Challenge ▸
Type every record exactly as it appears.

Task input ▸
-*-

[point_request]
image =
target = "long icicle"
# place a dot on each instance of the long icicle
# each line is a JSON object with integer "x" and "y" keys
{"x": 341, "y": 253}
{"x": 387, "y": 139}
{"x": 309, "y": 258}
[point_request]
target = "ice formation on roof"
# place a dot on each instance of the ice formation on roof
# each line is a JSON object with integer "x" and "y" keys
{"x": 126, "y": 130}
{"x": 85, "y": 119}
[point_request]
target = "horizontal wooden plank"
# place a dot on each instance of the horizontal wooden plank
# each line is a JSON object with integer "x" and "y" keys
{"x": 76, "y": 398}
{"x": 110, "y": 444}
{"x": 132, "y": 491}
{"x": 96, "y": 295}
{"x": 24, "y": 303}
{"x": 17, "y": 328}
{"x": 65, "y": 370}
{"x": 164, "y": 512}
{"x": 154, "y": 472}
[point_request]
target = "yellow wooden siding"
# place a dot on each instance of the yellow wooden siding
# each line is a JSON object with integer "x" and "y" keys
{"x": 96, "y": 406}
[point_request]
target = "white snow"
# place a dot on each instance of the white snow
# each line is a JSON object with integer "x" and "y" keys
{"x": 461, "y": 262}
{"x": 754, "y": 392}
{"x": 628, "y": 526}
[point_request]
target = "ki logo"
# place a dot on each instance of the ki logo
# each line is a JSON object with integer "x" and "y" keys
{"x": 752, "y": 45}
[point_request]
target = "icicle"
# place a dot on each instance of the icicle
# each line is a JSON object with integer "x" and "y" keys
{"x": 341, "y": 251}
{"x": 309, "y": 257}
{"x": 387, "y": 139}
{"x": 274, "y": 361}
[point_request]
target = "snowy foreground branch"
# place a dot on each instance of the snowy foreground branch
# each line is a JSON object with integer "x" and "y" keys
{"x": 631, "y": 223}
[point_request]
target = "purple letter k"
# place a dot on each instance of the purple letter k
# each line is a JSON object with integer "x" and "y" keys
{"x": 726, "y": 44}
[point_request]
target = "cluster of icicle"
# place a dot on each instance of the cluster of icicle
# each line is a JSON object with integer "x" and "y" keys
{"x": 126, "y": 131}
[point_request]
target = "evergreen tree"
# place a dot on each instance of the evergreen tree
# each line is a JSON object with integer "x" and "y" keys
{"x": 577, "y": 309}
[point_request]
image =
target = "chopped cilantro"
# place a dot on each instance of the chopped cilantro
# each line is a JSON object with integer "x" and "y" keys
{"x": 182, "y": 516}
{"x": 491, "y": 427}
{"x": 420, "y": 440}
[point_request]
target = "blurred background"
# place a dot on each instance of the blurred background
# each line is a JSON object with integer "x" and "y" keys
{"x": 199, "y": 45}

-*-

Response to the task ▸
[point_request]
image =
target = "long icicle"
# place a dot on each instance of the long icicle
# each line is a JSON object with integer "x" and "y" keys
{"x": 341, "y": 253}
{"x": 387, "y": 139}
{"x": 309, "y": 258}
[point_request]
target = "ice formation on roof"
# place a dot on each instance of the ice formation on roof
# each line is a JSON object with integer "x" and "y" keys
{"x": 126, "y": 130}
{"x": 85, "y": 119}
[point_request]
target = "horizontal wooden plank"
# place a dot on each instance of the horizontal wooden plank
# each line is a JSON object with integer "x" and "y" keys
{"x": 76, "y": 398}
{"x": 110, "y": 444}
{"x": 132, "y": 491}
{"x": 96, "y": 295}
{"x": 24, "y": 303}
{"x": 17, "y": 328}
{"x": 65, "y": 370}
{"x": 164, "y": 512}
{"x": 154, "y": 472}
[point_request]
target = "yellow wooden siding"
# place a dot on each instance of the yellow wooden siding
# each line is a JSON object with integer "x" and "y" keys
{"x": 96, "y": 406}
[point_request]
target = "white snow"
# place a dot on each instance of the white snow
# each line is a JSON object with integer "x" and "y" keys
{"x": 461, "y": 262}
{"x": 754, "y": 392}
{"x": 628, "y": 526}
[point_request]
target = "ki logo"
# place a dot on each instance of the ki logo
# each line is a JSON object with integer "x" and "y" keys
{"x": 752, "y": 45}
[point_request]
target = "icicle"
# place a dot on each instance of the icicle
# each line is a JSON object with integer "x" and "y" keys
{"x": 341, "y": 251}
{"x": 309, "y": 257}
{"x": 387, "y": 139}
{"x": 274, "y": 361}
[point_request]
target = "snowy foreground branch"
# place a dot on each instance of the snowy foreground branch
# each line is a JSON object with integer "x" and "y" keys
{"x": 631, "y": 223}
[point_request]
target = "purple letter k"
# place a dot on each instance of the purple letter k
# each line is a JSON object with integer "x" and "y" keys
{"x": 726, "y": 44}
[point_request]
target = "cluster of icicle"
# place a dot on each instance of the cluster of icicle
# each line is a JSON object with integer "x" and "y" keys
{"x": 126, "y": 131}
[point_request]
target = "evergreen tree"
# place a dot on each instance of the evergreen tree
# each line is a JSON object with integer "x" and "y" keys
{"x": 577, "y": 309}
[point_request]
image =
target = "chopped cilantro"
# place a dot on each instance of the chopped cilantro
# each line is a JSON object with integer "x" and "y" keys
{"x": 182, "y": 516}
{"x": 491, "y": 427}
{"x": 420, "y": 440}
[point_request]
target = "blurred background"
# place a dot on each instance of the blurred background
# each line is a JSON object with integer "x" and "y" keys
{"x": 199, "y": 45}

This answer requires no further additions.